■ WORK INSTRUCTIONS ■
Below are entries; copy exactly the lines from the one with "Target: lemur's black muzzle" through the one with "Please point out the wooden beam, giving", both included, and leave out the rest.

■ SOURCE DATA ■

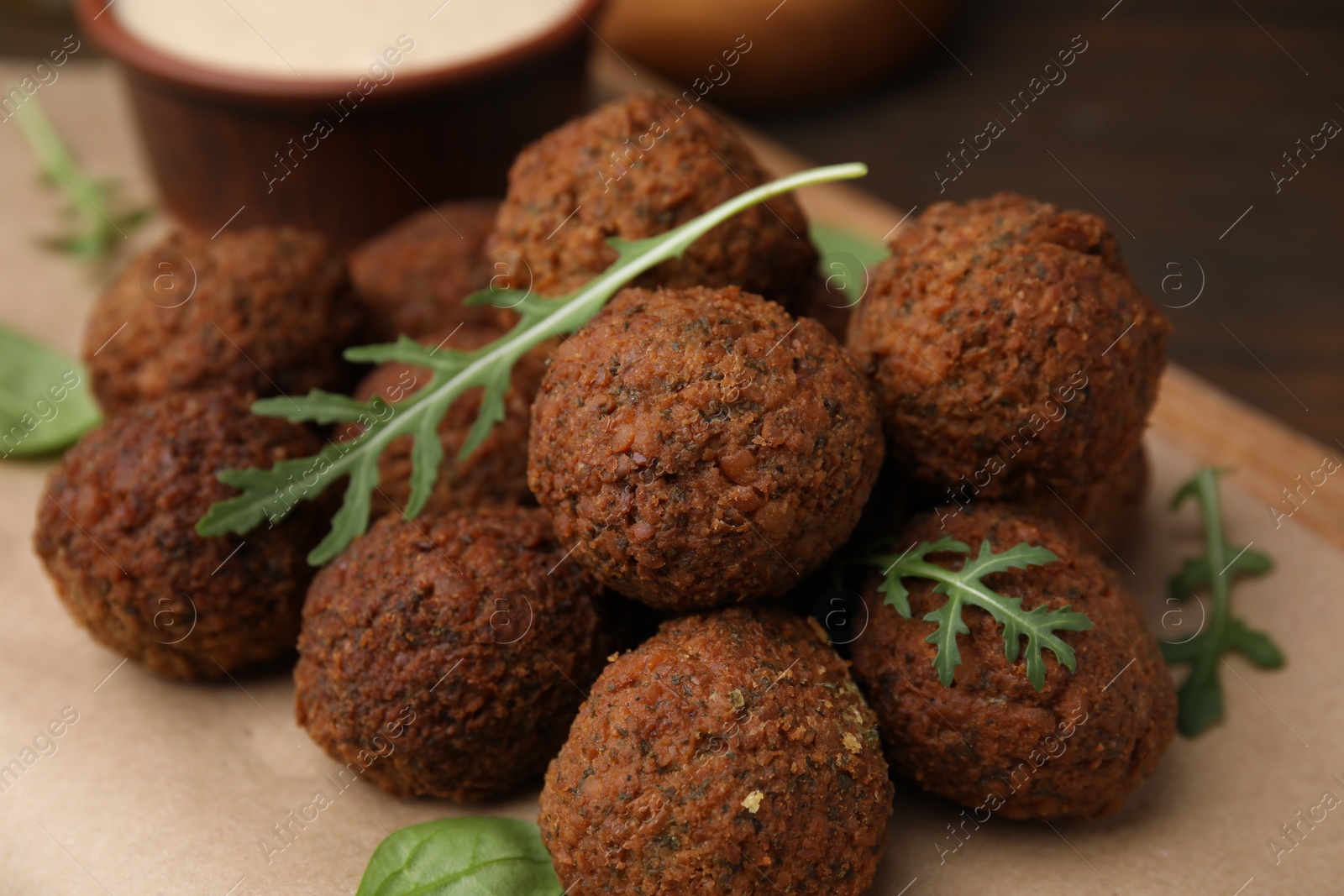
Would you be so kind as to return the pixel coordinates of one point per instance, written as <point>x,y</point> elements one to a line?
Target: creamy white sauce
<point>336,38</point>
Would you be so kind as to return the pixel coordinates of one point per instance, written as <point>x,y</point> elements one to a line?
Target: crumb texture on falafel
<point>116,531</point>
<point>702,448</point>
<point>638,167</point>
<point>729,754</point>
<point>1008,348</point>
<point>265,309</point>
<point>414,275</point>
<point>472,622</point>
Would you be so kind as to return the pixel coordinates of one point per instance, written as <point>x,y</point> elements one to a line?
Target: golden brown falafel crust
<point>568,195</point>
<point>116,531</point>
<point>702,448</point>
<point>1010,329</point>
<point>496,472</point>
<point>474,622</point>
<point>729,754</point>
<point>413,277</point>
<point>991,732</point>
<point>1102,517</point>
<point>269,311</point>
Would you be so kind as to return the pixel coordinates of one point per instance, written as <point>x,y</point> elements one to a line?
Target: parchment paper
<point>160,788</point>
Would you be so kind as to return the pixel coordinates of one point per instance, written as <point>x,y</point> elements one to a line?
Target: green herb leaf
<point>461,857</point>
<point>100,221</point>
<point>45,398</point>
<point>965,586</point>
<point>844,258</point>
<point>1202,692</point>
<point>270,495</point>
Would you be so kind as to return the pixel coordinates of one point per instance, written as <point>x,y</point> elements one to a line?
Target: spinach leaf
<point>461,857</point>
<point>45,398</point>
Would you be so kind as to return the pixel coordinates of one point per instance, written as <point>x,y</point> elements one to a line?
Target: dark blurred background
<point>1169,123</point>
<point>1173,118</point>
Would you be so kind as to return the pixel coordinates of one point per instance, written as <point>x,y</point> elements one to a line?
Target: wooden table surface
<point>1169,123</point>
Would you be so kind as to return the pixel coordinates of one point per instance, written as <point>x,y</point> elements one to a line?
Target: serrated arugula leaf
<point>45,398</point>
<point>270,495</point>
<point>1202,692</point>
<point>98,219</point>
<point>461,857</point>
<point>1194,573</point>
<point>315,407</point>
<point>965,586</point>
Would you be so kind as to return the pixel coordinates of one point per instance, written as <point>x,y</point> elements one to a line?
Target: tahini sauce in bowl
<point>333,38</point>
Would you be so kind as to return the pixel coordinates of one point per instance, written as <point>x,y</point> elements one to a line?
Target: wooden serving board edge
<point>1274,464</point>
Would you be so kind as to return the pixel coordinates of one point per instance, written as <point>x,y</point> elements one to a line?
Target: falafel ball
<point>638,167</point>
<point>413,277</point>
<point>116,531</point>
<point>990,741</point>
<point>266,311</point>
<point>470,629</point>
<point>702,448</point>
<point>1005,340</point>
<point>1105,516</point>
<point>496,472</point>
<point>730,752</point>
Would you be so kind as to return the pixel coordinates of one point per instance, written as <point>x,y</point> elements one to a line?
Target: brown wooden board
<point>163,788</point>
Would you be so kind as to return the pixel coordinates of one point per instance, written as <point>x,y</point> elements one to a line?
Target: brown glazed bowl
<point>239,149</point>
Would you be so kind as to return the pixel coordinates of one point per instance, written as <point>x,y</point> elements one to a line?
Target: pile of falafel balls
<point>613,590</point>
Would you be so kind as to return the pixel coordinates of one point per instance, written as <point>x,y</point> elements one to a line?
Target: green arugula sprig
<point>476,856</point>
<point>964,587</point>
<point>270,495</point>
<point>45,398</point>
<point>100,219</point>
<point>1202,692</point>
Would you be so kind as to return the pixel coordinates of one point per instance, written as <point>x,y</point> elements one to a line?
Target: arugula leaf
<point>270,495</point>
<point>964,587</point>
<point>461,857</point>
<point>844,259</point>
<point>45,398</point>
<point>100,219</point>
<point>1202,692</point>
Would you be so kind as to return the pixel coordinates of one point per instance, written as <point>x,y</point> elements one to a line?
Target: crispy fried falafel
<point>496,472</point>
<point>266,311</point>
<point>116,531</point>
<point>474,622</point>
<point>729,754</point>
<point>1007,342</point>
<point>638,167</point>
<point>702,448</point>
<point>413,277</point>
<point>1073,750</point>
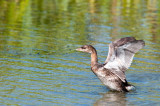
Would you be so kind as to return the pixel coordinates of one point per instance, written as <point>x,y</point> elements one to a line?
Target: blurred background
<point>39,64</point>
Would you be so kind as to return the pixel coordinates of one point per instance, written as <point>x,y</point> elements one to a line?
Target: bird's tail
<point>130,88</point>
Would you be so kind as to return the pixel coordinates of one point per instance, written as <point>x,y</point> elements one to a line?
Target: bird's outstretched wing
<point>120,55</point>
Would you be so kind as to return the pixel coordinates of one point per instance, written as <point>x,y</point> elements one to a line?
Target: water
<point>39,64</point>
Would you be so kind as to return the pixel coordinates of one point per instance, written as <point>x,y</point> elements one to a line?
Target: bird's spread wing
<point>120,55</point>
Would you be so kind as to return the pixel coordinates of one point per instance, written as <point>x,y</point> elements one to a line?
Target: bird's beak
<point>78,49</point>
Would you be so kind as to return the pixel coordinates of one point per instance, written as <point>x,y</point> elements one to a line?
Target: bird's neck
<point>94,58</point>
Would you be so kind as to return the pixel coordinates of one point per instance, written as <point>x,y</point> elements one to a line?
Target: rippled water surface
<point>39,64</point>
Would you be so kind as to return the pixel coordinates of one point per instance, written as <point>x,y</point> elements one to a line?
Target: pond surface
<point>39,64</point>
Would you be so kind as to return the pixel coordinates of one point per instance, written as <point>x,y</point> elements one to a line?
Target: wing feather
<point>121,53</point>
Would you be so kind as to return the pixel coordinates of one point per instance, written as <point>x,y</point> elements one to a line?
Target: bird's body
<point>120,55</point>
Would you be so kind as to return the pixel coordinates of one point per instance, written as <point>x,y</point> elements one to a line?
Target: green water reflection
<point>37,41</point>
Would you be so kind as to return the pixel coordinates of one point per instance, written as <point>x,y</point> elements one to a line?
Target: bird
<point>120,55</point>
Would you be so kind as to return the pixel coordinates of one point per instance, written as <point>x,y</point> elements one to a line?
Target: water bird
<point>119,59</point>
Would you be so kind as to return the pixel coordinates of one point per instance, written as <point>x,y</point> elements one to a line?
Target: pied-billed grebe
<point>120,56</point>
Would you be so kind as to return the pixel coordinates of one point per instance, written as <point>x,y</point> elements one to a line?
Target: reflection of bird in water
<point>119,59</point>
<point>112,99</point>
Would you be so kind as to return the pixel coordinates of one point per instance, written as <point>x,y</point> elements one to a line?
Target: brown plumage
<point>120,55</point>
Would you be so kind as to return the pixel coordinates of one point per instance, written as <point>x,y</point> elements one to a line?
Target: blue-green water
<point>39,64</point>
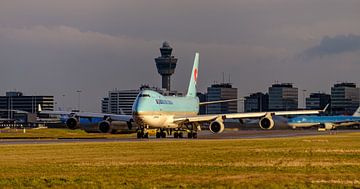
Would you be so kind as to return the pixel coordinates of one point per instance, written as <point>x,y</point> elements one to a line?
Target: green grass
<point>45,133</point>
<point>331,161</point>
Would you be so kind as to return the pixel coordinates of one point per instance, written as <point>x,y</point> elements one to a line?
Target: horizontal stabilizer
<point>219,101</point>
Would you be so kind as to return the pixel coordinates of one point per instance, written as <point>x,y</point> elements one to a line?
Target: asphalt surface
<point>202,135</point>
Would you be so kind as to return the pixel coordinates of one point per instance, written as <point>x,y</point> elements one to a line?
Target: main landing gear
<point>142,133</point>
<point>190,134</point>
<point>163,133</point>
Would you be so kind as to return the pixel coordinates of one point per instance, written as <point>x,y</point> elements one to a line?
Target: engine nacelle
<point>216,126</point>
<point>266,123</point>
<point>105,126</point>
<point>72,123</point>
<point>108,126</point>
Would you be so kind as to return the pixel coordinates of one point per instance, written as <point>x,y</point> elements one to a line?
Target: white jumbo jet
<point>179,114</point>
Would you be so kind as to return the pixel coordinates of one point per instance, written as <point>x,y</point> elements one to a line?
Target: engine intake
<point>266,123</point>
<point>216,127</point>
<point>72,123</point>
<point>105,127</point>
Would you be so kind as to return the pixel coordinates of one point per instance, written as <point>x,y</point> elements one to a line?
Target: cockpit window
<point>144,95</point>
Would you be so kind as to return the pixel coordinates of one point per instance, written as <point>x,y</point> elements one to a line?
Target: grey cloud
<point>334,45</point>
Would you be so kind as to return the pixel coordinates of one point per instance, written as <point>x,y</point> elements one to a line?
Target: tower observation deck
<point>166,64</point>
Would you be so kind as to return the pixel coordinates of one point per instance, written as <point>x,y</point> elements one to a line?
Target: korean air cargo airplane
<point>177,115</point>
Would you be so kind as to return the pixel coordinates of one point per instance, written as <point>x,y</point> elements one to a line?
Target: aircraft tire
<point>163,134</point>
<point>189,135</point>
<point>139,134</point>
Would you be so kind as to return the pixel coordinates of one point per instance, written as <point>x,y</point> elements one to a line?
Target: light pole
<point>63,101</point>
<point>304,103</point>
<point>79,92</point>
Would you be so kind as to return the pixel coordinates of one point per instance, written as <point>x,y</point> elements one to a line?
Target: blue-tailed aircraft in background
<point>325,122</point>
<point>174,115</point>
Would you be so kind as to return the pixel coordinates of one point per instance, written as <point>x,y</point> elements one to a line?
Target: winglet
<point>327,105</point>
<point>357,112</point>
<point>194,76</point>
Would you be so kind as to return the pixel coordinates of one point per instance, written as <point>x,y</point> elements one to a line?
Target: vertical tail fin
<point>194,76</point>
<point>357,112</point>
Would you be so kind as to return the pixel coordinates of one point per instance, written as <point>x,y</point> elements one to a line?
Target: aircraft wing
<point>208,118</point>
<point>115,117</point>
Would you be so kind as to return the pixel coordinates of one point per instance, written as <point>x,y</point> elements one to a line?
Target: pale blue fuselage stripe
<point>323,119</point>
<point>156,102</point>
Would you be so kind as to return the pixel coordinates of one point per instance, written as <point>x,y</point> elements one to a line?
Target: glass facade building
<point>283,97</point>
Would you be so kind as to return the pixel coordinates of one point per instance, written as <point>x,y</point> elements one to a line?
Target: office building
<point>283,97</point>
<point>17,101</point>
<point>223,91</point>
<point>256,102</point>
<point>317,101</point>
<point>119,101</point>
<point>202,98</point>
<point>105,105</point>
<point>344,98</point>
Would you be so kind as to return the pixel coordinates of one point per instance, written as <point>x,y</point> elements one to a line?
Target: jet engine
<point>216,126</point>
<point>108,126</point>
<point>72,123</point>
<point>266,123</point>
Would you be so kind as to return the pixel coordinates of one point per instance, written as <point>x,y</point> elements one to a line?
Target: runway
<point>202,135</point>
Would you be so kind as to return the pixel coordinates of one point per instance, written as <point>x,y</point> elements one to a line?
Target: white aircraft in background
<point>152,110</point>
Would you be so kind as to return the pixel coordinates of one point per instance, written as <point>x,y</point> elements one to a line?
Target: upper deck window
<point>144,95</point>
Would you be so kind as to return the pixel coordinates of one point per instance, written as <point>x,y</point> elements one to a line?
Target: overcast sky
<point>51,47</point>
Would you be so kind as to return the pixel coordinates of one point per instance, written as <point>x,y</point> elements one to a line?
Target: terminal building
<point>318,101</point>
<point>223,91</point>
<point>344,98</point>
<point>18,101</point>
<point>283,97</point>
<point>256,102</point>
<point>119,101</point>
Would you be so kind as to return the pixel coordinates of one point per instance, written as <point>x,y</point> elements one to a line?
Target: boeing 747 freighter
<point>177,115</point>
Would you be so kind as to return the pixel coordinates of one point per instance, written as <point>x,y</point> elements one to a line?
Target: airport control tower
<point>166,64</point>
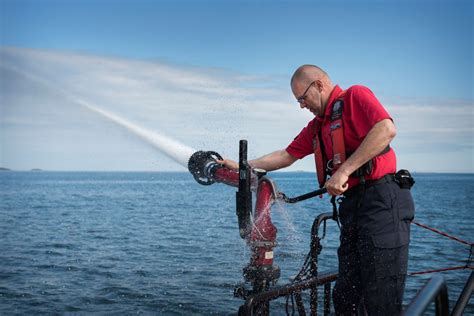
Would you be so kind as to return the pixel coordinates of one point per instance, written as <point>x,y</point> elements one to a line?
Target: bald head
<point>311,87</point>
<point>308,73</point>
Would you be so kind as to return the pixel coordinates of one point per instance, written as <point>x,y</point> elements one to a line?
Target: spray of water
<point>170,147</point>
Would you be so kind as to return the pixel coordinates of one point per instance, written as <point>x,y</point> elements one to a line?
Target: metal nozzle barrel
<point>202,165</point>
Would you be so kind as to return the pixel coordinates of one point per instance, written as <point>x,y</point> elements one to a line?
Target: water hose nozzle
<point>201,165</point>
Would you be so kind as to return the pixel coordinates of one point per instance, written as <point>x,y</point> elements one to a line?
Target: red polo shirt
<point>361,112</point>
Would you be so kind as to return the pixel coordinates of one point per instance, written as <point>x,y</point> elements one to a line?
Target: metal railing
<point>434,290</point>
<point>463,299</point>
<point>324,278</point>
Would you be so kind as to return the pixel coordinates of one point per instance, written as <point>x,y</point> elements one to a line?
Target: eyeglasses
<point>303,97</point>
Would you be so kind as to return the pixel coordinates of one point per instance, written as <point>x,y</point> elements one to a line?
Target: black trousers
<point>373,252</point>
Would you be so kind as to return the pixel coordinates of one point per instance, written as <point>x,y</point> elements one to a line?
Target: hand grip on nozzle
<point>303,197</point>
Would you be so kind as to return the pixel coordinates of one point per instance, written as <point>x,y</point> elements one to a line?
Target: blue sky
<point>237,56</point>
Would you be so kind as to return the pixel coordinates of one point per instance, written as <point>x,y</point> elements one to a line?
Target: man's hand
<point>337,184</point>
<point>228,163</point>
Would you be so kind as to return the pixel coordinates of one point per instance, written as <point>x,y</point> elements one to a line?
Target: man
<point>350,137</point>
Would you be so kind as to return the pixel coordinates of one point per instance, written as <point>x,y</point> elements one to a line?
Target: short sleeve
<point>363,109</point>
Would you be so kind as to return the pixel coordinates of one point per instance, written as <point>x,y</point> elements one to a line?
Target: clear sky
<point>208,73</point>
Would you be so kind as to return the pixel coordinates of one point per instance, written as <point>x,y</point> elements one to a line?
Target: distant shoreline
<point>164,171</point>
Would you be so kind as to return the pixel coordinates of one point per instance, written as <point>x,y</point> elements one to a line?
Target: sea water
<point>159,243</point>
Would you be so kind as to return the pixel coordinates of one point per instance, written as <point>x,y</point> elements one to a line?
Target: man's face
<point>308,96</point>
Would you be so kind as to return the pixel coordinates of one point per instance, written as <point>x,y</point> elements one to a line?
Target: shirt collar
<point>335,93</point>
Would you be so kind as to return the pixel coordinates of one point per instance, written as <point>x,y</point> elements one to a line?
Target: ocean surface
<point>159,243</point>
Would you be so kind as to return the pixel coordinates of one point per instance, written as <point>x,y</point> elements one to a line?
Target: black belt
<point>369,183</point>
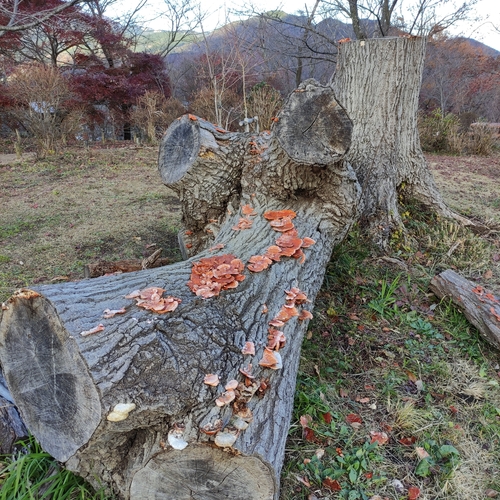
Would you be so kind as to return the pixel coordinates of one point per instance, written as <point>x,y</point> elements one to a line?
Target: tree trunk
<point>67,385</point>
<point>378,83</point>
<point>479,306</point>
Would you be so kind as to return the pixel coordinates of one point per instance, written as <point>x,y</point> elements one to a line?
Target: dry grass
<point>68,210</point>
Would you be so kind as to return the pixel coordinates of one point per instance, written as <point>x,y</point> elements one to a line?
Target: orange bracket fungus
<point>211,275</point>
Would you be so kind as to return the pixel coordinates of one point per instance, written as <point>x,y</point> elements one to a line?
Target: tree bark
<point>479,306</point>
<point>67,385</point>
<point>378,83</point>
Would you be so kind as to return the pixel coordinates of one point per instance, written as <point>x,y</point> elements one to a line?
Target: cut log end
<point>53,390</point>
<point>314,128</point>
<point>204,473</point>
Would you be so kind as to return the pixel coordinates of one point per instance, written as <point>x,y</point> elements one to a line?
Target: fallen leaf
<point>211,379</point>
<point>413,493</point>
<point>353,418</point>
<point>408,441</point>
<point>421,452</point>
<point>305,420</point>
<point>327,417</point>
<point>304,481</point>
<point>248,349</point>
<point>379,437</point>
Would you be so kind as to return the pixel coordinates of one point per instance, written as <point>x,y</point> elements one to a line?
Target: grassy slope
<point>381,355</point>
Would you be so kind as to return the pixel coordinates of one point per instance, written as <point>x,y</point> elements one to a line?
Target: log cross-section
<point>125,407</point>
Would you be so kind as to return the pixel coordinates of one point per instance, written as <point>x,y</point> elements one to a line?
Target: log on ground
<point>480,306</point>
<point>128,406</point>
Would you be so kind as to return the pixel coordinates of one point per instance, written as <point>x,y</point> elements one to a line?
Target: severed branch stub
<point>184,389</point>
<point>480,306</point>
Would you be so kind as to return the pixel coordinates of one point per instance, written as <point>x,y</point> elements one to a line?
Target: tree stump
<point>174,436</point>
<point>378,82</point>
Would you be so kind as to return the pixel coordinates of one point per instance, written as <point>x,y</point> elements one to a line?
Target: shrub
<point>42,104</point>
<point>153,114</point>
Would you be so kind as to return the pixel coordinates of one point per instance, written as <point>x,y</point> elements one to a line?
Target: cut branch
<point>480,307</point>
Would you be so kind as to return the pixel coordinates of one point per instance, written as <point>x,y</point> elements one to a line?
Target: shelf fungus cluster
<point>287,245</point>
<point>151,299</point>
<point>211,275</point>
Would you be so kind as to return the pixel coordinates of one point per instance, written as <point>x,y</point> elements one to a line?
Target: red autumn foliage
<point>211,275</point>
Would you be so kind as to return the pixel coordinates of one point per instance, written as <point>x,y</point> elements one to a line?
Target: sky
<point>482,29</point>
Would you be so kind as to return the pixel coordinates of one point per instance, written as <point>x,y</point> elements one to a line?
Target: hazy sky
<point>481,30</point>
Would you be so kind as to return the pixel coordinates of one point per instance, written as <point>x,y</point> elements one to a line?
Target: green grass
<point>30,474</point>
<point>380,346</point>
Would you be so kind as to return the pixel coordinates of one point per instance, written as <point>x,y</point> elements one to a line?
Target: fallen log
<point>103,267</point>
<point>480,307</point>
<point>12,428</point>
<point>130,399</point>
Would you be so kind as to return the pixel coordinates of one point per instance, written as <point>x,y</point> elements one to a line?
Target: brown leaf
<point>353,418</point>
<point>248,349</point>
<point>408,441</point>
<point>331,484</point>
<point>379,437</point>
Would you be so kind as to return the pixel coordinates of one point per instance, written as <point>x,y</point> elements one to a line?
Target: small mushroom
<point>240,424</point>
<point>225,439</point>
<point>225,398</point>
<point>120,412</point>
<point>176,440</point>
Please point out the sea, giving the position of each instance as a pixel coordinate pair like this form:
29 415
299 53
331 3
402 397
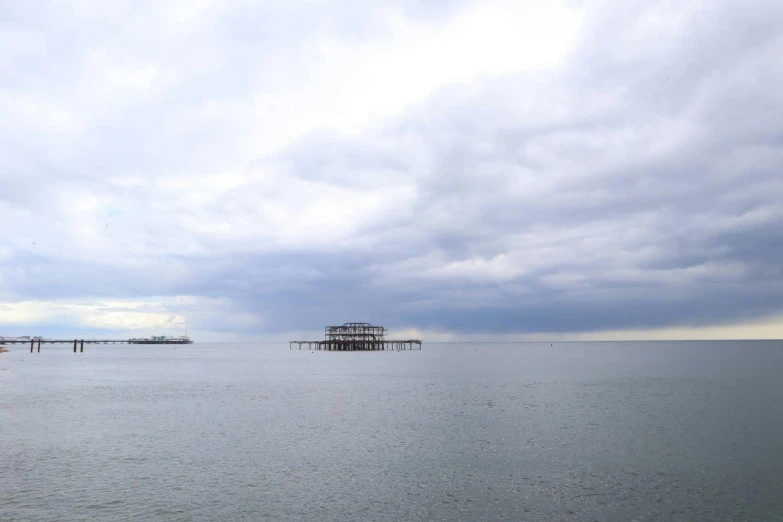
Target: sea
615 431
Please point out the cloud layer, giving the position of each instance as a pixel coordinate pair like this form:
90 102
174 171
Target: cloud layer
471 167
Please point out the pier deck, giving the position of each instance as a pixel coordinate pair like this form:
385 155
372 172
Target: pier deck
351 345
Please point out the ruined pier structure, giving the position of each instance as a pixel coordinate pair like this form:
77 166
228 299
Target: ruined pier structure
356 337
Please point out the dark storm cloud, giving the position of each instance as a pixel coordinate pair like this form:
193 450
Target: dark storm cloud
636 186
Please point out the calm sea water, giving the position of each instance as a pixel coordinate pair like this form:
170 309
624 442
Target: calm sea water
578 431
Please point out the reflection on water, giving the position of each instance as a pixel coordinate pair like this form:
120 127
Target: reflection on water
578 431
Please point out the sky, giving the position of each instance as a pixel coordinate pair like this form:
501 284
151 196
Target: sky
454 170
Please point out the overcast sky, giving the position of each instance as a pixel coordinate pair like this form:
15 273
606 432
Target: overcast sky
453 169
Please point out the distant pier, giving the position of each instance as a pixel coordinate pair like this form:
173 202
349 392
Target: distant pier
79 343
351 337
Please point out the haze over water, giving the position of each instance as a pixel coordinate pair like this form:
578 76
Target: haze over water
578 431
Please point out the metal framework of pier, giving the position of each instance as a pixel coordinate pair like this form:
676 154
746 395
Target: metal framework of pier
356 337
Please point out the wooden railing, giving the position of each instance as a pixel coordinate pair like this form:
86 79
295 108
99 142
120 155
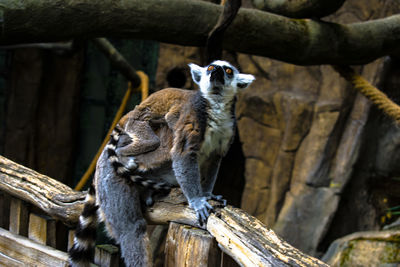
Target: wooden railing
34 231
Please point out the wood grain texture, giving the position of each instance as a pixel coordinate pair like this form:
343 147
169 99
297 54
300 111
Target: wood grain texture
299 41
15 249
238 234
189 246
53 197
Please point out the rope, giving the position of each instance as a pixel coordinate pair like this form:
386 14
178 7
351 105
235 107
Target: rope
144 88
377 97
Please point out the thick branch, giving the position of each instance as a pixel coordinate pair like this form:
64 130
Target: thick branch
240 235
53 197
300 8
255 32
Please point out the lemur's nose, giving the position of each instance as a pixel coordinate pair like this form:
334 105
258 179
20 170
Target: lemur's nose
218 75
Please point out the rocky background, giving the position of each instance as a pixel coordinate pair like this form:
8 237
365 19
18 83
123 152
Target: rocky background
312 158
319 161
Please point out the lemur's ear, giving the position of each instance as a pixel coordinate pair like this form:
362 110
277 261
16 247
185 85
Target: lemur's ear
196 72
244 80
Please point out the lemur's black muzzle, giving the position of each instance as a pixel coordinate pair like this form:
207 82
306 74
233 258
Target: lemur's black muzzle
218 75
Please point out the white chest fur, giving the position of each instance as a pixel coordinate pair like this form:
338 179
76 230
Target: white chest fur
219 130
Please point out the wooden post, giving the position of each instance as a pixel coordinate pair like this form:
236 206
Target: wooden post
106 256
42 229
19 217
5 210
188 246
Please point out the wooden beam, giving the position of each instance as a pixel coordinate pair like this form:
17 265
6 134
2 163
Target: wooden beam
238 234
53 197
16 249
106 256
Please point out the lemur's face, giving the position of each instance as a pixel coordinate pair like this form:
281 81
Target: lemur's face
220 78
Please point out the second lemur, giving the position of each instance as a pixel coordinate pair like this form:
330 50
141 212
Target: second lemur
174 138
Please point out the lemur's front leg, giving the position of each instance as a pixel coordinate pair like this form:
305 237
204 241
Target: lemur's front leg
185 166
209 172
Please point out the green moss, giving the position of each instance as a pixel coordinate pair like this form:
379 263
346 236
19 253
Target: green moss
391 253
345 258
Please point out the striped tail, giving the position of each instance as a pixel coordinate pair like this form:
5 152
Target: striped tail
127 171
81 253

■ SOLUTION ■
Target: lemur's black muzzle
218 75
Please point out the white chest fur, giving the position of each instance as a pixel coordinate pair like this form:
338 179
76 230
Target: white chest fur
219 130
Please point out the wooden post, giving the position of each instance as a pixel coordinate pair like this form:
236 206
Target: wooden post
106 256
42 229
19 217
5 210
188 246
Please point out the wooden beam, giving the position of each instance as a pixel coordinate pair like this form:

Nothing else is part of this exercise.